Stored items

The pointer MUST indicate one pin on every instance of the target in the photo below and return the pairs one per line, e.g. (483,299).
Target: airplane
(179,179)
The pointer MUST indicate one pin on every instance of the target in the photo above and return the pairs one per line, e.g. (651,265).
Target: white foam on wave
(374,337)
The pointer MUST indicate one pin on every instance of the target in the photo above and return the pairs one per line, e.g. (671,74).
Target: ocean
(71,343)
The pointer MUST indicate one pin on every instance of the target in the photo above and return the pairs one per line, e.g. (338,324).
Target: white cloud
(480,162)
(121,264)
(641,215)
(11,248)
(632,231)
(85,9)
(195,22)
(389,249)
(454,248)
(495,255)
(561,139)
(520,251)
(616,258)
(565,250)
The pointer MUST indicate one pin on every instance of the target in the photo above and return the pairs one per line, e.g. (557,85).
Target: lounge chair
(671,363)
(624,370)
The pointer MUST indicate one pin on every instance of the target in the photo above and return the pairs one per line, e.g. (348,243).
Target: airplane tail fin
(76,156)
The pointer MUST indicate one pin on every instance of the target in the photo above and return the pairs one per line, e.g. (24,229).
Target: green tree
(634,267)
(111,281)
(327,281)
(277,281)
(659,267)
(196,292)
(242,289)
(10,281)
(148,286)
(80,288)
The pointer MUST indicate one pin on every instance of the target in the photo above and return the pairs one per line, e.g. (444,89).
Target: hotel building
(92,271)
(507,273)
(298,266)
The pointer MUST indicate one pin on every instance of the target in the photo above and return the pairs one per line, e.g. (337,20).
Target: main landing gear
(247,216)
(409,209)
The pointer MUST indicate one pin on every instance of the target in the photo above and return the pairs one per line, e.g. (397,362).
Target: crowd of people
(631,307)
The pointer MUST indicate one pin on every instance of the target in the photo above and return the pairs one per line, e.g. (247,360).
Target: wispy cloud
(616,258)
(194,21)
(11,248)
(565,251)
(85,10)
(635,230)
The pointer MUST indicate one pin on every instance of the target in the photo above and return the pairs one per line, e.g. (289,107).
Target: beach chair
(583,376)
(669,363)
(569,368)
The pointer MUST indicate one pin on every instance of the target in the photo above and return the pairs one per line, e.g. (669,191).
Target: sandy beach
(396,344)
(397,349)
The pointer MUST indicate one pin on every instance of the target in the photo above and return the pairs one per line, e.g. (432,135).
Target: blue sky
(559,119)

Exercise
Copy out the range of lines above starting at the line with "Target: white foam on wave" and ending at the line with "line, e.g. (338,324).", exactly and including both.

Exercise answer
Target: white foam on wave
(374,337)
The pointer MUST indicate one pin on every instance of the target in the photo above and return the pairs one per line, e.g. (671,74).
Target: ocean
(71,343)
The pointer MUST indicate one pin on every instance of the target in the photo above and return the pairs one per line, e.g. (338,324).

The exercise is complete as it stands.